WORK INSTRUCTIONS ▸
Rewrite the lines in the records as a Markdown table with the columns Row and Text, numbering each line and leaving out any blank lines. Include only the lines from the one containing "In this exercise you will indicate the woman" through the end of the records, both ends included.

====== DATASET EXCERPTS ======

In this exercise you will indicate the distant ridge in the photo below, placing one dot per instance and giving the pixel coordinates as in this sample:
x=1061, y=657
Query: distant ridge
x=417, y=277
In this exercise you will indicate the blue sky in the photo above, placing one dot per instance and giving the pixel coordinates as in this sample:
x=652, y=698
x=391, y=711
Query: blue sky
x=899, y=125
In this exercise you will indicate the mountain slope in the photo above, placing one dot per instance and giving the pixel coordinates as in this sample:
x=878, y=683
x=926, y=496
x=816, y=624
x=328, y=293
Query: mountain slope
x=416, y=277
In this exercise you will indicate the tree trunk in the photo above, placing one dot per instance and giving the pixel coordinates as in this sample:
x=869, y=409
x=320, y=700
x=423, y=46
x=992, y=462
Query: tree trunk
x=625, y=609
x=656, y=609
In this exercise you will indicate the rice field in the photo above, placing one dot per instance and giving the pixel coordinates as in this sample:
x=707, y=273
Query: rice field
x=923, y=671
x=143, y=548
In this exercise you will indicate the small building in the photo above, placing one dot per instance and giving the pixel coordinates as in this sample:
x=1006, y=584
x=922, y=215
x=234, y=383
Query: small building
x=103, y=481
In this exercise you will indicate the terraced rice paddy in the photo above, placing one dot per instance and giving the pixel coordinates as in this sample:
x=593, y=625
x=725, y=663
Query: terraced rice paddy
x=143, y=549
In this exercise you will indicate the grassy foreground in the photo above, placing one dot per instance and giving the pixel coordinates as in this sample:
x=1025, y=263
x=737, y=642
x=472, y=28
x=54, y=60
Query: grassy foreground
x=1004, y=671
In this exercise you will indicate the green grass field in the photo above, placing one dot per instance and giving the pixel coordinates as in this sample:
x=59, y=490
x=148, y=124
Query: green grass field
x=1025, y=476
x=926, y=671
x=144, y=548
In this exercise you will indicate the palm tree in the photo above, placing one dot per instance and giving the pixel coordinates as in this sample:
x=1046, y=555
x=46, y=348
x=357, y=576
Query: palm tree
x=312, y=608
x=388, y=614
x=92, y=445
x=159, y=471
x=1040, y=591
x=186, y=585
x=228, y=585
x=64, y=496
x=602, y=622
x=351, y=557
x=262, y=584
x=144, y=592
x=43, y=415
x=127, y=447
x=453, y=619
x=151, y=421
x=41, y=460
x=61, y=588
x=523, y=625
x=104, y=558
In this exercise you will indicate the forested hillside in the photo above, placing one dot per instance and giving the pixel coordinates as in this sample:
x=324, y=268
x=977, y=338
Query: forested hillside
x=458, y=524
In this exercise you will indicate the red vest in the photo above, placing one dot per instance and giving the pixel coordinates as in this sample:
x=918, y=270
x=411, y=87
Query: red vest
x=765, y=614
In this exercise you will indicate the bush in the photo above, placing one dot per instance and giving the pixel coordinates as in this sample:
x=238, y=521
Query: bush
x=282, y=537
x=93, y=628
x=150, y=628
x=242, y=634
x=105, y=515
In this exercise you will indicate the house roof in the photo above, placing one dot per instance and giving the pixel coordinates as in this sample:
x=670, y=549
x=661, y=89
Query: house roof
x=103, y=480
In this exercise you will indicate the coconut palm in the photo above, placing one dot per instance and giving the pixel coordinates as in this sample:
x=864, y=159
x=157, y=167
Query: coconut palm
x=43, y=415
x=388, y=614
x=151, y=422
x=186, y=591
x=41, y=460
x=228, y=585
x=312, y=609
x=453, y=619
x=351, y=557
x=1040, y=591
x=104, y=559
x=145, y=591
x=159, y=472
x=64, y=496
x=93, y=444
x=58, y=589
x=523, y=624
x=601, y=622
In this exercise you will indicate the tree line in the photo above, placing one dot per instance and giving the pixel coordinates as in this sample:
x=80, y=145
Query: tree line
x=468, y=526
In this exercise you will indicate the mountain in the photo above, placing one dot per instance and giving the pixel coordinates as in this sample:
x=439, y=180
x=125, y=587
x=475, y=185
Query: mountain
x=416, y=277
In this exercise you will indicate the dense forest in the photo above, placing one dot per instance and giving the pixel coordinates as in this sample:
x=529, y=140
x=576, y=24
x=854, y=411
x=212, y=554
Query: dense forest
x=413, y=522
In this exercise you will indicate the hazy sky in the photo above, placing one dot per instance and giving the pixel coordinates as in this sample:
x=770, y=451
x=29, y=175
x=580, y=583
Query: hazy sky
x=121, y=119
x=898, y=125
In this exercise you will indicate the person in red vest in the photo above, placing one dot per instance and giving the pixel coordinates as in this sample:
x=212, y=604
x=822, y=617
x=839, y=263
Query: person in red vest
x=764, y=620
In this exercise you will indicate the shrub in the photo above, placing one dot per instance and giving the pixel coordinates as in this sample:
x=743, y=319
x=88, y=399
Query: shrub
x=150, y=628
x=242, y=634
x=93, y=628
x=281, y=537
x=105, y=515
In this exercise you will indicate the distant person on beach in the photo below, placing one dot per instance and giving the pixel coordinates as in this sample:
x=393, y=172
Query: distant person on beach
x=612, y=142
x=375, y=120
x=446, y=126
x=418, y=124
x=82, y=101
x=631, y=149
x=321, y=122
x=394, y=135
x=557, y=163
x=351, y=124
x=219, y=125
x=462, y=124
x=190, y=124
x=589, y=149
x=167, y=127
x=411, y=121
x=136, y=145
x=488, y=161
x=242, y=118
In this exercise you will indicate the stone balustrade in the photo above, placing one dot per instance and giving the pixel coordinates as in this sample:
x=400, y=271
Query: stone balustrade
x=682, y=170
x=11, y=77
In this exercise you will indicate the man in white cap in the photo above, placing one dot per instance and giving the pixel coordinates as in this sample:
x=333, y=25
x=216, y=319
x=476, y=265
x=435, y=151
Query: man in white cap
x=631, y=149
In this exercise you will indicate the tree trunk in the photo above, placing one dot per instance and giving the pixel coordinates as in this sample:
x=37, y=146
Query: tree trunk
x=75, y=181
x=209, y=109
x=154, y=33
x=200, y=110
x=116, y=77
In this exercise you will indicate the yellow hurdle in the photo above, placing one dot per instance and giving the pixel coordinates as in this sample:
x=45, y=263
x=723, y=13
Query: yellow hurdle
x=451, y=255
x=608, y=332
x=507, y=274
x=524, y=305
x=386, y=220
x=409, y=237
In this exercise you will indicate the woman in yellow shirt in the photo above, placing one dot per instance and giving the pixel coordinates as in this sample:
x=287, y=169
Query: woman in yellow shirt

======

RESPONSE ▸
| Row | Text |
|---|---|
| 1 | In this exercise you will indicate the woman in yellow shirt in the photo above, placing one dot per instance and giving the pixel coordinates as in this sample: |
| 2 | x=287, y=169 |
| 3 | Query: woman in yellow shirt |